▶ **PROBLEM REQUIREMENTS**
Go through the data below and transcribe it exactly. Omit the images.

[STORED DATA Boundary: Start]

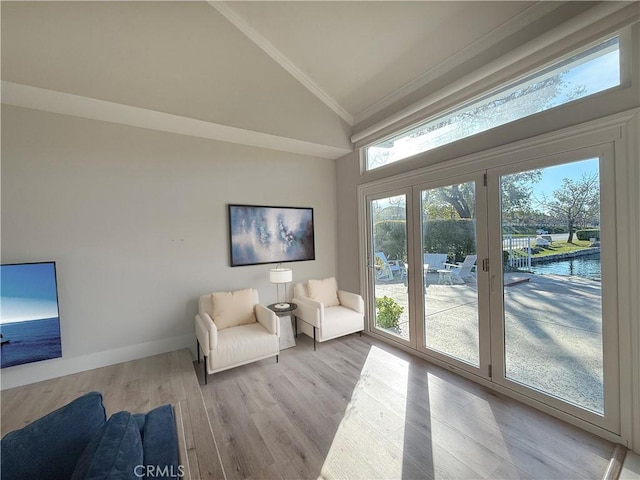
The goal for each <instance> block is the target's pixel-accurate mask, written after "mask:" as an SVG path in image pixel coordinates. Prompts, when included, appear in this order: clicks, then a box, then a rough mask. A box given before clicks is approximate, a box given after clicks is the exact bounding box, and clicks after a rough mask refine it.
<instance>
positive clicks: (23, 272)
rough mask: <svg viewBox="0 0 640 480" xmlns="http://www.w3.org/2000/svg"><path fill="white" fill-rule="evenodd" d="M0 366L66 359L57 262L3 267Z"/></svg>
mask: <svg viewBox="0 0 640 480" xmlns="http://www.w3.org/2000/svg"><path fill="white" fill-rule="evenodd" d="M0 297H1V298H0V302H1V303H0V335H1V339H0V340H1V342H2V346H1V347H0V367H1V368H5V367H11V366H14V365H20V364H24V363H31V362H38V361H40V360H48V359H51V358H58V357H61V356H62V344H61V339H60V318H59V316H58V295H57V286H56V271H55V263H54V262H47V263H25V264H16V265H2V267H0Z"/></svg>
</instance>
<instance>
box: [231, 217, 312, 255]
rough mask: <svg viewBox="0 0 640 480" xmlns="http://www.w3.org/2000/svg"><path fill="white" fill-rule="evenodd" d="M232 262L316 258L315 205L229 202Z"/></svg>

[STORED DATA Boundary: End]

▶ **COMPLETED EXERCISE**
The goal for each <instance> block is the target's pixel-accurate mask, written after "mask:" as an SVG path in image pixel coordinates. Prompts, when included, appear in this order: clicks, then a box, then a rough mask. A box given before clicks is approximate, a box given after clicks is the exact bounding box, and clicks after a rough mask refine it.
<instance>
positive clicks: (23, 272)
rough mask: <svg viewBox="0 0 640 480" xmlns="http://www.w3.org/2000/svg"><path fill="white" fill-rule="evenodd" d="M0 366L66 359L57 262L3 267Z"/></svg>
mask: <svg viewBox="0 0 640 480" xmlns="http://www.w3.org/2000/svg"><path fill="white" fill-rule="evenodd" d="M0 297H1V298H0V302H1V303H0V335H1V339H0V340H1V342H2V346H1V347H0V367H1V368H5V367H11V366H14V365H20V364H24V363H31V362H38V361H40V360H48V359H51V358H58V357H61V356H62V344H61V339H60V318H59V316H58V295H57V286H56V271H55V263H54V262H47V263H25V264H16V265H2V267H0Z"/></svg>
</instance>
<instance>
box: [231, 217, 312, 255]
rough mask: <svg viewBox="0 0 640 480" xmlns="http://www.w3.org/2000/svg"><path fill="white" fill-rule="evenodd" d="M232 262L316 258L315 205L229 202Z"/></svg>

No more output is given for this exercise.